Dalam praktik Beuys sebagai guru formatif di Kunstakademie Düsseldorf ia menyampaikan mengenai pentingnya mengevaluasi ulang tentang sistem pendidikan, dimana perhatian utamanya mengenai perluasan pemikiran dan tindakan melalui seni. Melalui gagasannya „Setiap orang adalah seniman.“ ia membayangkan masyarakat dunia yang universal dan sistem pendidikan yang felksibel, dimana memberikan kebebasan bagi setiap individu, untuk mengembangkan, diri, bakat dan keinginannya.

CUPLIKAN DATA:
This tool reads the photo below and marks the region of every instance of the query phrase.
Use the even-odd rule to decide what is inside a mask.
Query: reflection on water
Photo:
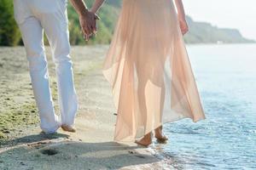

YANG DIMINTA:
1) Sebutkan semua hal yang, menurut teks tentang Beuys, bebas dikembangkan oleh setiap individu dalam sistem pendidikan yang dibayangkannya.
2) Gantilah "masyarakat" dengan "komunitas" pada bagian teks tentang Beuys yang dimulai dari "Dalam praktik Beuys" dan berakhir pada "bakat dan keinginannya.", lalu tuliskan bagian tersebut.
3) Teruskan teks tentang gagasan pendidikan Beuys, dimulai setelah kalimat terakhir yang ditampilkan.
Data tersebut tidak diperlukan untuk mengerjakan tugas apa pun.

JAWABAN PER TUGAS:
1) Diri, bakat, dan keinginannya.

2)
Dalam praktik Beuys sebagai guru formatif di Kunstakademie Düsseldorf ia menyampaikan mengenai pentingnya mengevaluasi ulang tentang sistem pendidikan, dimana perhatian utamanya mengenai perluasan pemikiran dan tindakan melalui seni. Melalui gagasannya „Setiap orang adalah seniman.“ ia membayangkan komunitas dunia yang universal dan sistem pendidikan yang felksibel, dimana memberikan kebebasan bagi setiap individu, untuk mengembangkan, diri, bakat dan keinginannya.

3)
Dalam rangka perayaan 100 tahun Joseph Beuys Goethe-Institut Bandung bekerjasama dengan Erik Pauhrizi, Universitas Pendidikan Indonesia dan Tisna Sanjaya, Institut Teknologi Bandung. Kedua seniman dan dosen membuat konsep mengenai lokakarya, yang menghubungkan praktik dan gagasan dari Beuys dengan kecenderungan tren, seni dan budaya di Nusantara dan mempertanyakan masa depan dari seni dalam kontek lokal. Dalam rangkaian lokakarya ini membentuk tiga kata kunci, yaitu: rasionalitas, rasa dan kebermanfaatan. Terinspirasi dari cara pengajaran Beuys, kemudian bersama dengan mentor yang beragam, Pauhrizi dan Sanjaya menciptakan ruang berpikir bersama dan ruang aman bagi mahasiswa dari berbagai disiplin ilmu dan universitas di Bandung, di mana semua pertanyaan dapat diajukan dan semuanya dapat dipikirkan.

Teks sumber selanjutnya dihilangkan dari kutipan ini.